> **Exercise requirements**
Go through the records and report each line in which the word "hair" occurs.

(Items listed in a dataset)
"""

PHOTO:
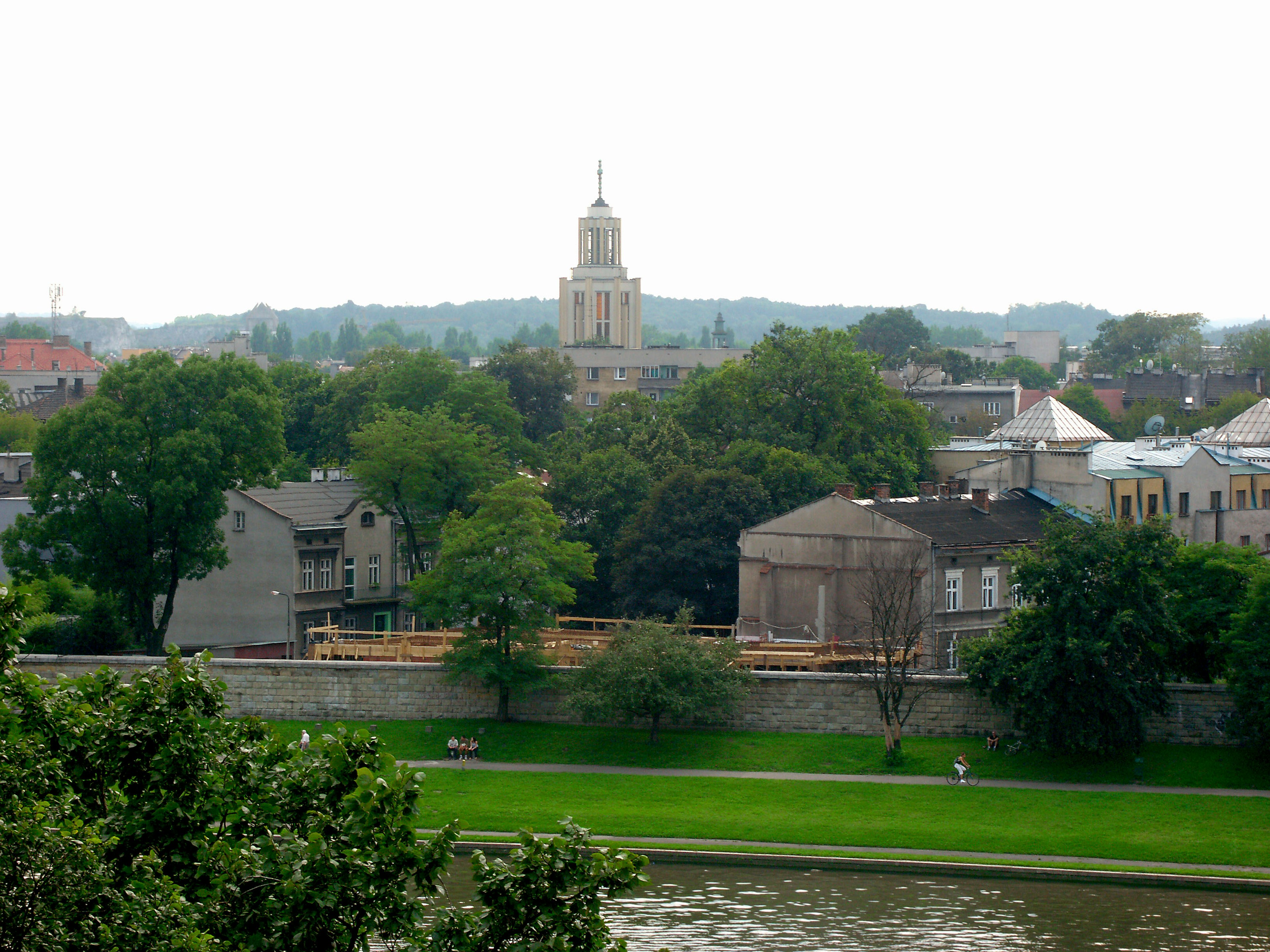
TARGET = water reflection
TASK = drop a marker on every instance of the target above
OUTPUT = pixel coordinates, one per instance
(747, 909)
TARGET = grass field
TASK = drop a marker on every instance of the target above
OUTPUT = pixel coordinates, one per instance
(1140, 827)
(1164, 765)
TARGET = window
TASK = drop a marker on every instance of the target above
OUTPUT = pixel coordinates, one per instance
(953, 591)
(990, 589)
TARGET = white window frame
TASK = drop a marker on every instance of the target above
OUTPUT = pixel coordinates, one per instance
(953, 601)
(989, 589)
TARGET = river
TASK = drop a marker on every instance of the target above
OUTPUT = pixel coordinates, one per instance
(752, 909)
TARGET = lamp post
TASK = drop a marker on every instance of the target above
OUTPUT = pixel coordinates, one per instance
(286, 596)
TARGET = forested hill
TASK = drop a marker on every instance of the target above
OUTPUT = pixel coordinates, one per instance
(748, 318)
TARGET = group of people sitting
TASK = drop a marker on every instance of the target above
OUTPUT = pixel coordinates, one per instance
(463, 748)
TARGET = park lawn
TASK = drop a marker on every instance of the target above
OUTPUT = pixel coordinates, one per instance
(1164, 765)
(1140, 827)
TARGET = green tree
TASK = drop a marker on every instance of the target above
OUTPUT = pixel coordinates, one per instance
(130, 485)
(1249, 680)
(892, 333)
(681, 546)
(422, 468)
(501, 574)
(1208, 584)
(1032, 375)
(1081, 664)
(653, 671)
(539, 384)
(1082, 399)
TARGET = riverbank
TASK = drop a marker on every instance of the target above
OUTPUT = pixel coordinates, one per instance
(1163, 765)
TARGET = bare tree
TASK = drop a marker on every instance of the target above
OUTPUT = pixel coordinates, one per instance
(897, 615)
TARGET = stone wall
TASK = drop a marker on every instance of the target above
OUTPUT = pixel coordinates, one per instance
(784, 701)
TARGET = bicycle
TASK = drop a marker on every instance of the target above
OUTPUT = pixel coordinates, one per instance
(969, 777)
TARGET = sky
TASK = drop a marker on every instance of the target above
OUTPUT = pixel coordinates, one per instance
(172, 159)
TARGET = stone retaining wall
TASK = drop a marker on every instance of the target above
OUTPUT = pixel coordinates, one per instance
(784, 701)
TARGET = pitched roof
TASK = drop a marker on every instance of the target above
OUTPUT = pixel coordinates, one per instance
(309, 503)
(1251, 428)
(1052, 422)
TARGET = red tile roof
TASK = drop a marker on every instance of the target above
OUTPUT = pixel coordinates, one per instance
(21, 355)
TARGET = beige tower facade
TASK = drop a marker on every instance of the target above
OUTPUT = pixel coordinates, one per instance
(599, 304)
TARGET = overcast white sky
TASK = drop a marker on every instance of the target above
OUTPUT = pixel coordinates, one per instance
(180, 159)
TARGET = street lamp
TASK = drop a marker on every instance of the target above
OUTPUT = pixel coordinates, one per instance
(286, 596)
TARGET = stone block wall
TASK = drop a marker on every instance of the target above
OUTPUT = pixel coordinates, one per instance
(780, 701)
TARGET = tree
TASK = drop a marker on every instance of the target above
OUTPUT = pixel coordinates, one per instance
(1082, 399)
(1249, 680)
(653, 671)
(1081, 664)
(130, 485)
(681, 546)
(422, 468)
(892, 333)
(1032, 375)
(898, 607)
(501, 574)
(1208, 586)
(539, 384)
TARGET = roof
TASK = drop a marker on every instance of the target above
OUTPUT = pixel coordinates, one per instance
(27, 355)
(309, 503)
(1251, 428)
(1014, 517)
(1052, 422)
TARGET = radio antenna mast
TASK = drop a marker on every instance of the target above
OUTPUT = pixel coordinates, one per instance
(55, 300)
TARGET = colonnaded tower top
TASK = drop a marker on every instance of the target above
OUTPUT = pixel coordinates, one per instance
(600, 306)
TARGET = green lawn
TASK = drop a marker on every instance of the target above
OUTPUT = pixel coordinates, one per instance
(1142, 827)
(1165, 765)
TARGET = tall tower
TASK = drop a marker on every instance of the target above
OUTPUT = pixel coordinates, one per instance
(599, 304)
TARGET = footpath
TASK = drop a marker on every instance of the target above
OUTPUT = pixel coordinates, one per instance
(832, 777)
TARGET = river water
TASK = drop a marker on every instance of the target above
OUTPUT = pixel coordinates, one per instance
(752, 909)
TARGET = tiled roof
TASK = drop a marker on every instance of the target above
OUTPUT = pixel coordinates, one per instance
(305, 503)
(1251, 428)
(23, 355)
(1049, 420)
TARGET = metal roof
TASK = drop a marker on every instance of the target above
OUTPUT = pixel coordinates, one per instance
(1052, 422)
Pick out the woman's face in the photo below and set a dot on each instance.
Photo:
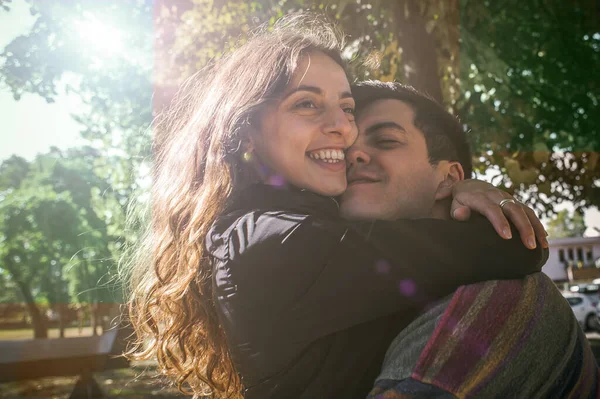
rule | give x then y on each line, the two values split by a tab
304	133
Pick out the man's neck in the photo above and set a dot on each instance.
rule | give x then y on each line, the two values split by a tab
441	209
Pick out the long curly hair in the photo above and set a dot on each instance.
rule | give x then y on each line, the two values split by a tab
197	167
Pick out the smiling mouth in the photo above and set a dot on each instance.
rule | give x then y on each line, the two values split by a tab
332	155
360	181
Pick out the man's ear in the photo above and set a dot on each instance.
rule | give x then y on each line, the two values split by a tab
452	172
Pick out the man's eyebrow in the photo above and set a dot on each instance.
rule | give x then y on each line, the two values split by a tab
384	125
314	89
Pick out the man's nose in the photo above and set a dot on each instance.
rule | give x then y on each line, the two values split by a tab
357	155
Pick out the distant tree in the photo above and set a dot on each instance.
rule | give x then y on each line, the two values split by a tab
520	78
53	229
566	224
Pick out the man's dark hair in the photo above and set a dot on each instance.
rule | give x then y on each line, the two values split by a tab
444	135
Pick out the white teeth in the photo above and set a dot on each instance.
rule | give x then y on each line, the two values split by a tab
329	156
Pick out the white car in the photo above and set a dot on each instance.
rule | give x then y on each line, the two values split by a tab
584	311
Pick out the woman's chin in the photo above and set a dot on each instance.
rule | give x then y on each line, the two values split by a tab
329	189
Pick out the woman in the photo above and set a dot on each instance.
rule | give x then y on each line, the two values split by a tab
250	279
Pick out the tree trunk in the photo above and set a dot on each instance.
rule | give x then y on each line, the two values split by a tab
61	319
419	57
94	315
40	328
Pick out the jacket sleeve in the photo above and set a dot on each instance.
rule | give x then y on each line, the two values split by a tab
305	278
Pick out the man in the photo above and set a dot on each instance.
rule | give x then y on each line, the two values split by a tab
512	338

"""

> **Exercise response**
Pick out the long curly hair in the photo above and set a dot on each instance.
Pick out the man's dark hair in the photo above and set a dot on each instance.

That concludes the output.